## PROBLEM TO WORK ON:
Only the lines from the first line of the records through the line containing "target | main landing gear" belong in the answer. Copy them exactly.

## GIVEN RECORDS:
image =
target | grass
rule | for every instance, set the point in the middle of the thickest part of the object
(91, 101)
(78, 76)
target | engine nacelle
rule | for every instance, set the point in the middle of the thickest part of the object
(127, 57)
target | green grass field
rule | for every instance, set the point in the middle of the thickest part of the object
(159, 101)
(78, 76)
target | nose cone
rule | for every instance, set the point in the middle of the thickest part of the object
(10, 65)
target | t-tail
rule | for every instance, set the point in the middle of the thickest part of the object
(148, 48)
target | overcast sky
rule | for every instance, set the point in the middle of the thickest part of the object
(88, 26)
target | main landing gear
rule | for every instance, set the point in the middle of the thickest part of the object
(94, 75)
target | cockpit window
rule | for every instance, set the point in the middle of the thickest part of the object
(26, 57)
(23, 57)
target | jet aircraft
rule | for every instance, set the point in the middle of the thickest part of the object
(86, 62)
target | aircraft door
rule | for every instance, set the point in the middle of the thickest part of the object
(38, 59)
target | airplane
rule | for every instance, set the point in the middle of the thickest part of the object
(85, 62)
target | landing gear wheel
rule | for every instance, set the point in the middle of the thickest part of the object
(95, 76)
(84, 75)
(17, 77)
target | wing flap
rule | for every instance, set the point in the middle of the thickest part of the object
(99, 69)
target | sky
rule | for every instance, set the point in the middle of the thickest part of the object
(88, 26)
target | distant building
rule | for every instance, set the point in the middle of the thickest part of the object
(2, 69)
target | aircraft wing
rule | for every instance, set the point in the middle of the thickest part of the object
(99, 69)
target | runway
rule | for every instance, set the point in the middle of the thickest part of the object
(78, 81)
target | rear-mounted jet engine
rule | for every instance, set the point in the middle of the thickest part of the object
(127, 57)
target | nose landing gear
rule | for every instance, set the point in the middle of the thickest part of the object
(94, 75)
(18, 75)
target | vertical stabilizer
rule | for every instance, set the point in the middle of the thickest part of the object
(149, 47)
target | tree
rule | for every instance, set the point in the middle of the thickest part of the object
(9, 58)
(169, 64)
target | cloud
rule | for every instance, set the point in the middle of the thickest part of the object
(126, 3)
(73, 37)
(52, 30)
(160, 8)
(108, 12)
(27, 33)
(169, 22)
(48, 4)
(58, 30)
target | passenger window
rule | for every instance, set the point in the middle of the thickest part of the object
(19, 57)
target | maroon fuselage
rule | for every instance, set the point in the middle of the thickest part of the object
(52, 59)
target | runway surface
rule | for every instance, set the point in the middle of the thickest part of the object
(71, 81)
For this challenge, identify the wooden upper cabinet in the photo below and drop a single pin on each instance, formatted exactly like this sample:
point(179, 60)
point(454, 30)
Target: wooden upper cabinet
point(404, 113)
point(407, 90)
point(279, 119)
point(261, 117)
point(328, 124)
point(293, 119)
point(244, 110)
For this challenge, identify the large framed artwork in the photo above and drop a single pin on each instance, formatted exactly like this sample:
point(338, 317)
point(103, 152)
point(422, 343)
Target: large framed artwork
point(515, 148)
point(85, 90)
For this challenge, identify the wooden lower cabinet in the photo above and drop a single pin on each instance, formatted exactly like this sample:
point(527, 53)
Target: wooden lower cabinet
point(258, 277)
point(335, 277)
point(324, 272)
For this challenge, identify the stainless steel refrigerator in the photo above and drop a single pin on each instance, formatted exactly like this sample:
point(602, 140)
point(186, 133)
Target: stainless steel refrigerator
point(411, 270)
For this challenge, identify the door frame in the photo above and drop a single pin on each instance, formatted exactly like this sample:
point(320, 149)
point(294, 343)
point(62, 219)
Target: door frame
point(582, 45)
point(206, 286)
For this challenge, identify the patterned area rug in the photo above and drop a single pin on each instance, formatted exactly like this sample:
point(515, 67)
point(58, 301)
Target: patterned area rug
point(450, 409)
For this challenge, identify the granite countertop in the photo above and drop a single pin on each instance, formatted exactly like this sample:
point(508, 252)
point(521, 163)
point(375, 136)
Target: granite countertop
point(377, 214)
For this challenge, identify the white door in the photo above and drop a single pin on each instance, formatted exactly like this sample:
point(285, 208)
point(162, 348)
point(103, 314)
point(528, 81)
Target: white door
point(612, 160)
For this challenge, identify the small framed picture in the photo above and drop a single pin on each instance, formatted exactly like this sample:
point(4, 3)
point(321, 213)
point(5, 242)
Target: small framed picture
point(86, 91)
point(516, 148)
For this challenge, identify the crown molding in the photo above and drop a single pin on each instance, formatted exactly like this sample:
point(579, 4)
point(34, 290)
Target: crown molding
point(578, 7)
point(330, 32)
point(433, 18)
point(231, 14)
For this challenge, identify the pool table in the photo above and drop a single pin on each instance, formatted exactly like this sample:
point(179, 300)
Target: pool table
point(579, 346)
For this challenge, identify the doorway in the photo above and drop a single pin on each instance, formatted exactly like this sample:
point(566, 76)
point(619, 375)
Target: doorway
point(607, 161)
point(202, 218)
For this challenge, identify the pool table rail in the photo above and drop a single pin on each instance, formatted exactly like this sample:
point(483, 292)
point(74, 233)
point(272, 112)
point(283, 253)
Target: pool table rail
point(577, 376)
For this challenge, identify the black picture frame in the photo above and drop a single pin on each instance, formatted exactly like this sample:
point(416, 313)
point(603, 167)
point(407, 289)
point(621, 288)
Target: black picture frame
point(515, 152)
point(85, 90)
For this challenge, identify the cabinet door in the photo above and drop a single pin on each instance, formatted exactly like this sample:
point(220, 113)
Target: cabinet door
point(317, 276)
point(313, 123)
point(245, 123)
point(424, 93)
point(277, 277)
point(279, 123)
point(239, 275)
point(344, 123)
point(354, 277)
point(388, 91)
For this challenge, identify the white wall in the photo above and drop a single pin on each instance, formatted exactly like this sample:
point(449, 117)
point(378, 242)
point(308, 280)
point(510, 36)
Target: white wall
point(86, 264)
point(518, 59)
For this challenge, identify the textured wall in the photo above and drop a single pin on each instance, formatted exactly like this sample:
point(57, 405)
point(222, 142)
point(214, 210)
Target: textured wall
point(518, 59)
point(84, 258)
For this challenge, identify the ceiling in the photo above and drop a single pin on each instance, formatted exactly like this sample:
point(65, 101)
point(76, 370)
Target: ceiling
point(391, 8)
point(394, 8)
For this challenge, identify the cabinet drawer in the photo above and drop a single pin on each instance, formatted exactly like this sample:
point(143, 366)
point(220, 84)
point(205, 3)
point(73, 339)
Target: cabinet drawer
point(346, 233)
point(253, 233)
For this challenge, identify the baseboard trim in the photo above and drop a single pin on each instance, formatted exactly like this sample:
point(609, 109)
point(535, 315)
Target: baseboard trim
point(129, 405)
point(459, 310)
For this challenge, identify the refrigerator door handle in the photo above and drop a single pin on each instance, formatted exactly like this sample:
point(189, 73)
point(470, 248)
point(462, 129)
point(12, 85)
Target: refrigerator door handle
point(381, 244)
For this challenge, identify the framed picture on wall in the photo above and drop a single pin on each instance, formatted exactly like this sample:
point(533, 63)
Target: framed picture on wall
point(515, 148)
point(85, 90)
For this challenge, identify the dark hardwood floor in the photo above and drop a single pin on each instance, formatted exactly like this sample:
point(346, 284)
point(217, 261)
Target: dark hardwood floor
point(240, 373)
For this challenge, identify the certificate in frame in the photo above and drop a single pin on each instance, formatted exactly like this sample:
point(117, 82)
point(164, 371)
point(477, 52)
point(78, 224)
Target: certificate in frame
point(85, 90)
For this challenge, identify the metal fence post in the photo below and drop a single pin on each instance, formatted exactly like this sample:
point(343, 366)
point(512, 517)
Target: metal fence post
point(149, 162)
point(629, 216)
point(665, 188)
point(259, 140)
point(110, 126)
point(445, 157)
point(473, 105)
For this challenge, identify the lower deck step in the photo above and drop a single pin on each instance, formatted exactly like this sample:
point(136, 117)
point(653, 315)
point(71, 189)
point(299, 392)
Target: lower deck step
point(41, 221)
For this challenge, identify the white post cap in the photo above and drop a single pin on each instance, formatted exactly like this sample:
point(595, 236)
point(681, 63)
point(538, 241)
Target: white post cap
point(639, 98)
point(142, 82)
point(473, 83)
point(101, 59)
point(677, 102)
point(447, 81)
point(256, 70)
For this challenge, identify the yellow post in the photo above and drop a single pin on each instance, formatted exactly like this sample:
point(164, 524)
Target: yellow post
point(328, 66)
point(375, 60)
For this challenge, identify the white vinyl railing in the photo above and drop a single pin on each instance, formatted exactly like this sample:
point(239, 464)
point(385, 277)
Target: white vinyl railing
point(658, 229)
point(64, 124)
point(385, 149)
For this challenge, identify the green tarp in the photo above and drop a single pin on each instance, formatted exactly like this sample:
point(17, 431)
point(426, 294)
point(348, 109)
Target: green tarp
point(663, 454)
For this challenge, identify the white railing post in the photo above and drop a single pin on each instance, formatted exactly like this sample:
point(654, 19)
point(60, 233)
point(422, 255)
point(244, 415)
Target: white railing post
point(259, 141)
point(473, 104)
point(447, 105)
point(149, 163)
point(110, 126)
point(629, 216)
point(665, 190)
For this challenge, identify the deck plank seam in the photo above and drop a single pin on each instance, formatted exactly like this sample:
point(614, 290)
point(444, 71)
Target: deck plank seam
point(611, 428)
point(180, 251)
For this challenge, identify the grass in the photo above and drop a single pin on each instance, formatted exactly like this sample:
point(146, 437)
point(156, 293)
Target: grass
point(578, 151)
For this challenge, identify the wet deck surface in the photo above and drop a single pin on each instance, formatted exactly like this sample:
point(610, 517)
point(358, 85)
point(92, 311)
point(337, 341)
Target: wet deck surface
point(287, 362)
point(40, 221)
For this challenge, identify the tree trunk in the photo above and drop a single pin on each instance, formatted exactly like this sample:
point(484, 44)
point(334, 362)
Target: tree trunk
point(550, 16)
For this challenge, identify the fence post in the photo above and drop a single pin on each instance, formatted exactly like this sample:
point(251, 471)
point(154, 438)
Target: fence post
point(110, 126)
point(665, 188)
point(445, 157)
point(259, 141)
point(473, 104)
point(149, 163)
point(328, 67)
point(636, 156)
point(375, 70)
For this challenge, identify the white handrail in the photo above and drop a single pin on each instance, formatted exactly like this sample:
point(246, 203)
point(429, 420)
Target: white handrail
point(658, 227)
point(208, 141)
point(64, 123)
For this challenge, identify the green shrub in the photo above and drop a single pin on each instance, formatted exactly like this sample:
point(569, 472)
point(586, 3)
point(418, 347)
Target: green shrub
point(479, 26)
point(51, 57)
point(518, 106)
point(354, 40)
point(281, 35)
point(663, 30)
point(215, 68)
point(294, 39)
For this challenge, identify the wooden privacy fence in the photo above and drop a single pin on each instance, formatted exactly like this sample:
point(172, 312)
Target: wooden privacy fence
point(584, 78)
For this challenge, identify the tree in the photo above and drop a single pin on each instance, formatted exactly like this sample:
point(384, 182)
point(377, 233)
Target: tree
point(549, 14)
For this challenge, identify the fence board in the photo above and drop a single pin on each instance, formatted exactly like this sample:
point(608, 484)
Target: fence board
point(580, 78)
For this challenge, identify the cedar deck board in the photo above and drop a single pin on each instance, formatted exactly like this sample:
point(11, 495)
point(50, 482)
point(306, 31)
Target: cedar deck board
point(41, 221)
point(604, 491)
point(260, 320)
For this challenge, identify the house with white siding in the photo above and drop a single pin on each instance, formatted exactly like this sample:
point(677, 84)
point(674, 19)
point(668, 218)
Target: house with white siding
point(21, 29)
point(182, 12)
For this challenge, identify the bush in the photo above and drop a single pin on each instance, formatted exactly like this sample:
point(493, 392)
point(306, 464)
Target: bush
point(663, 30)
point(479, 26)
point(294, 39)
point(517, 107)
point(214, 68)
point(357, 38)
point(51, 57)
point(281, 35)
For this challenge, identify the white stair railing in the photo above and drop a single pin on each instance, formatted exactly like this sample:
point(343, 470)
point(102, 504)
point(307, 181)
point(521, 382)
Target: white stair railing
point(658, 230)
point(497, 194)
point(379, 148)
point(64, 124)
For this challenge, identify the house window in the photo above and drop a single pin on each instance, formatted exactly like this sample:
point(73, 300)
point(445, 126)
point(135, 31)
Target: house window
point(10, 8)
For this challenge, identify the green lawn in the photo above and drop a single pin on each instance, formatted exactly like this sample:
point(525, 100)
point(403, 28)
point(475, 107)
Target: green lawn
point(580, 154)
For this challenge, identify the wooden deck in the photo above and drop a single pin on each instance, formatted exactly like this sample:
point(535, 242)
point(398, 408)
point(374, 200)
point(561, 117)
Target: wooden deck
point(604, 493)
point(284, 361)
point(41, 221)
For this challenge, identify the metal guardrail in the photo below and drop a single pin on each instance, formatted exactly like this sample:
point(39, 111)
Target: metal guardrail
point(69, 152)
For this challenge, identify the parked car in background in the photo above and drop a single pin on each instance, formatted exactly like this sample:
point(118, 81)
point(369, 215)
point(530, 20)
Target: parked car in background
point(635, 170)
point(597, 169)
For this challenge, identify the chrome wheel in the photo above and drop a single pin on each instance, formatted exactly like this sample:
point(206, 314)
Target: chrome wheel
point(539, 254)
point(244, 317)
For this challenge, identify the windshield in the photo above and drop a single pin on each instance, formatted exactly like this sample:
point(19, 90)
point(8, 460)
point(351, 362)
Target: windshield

## RESULT OF THE TASK:
image =
target | grass
rule | for every instance, set the point in the middle of the thickest part of the object
(91, 101)
(78, 76)
target | engine nacelle
rule | for every instance, set the point in the middle of the thickest part of the object
(127, 57)
target | green grass field
rule | for every instance, set the point in the middle of the thickest part of the object
(159, 101)
(78, 76)
target | nose cone
rule | for every instance, set the point in the middle of the thickest part of the object
(10, 65)
target | t-tail
rule | for every instance, set the point in the middle of the thickest part of the object
(148, 48)
target | overcast sky
rule | for every instance, set the point in the middle of the thickest part of the object
(88, 26)
target | main landing gear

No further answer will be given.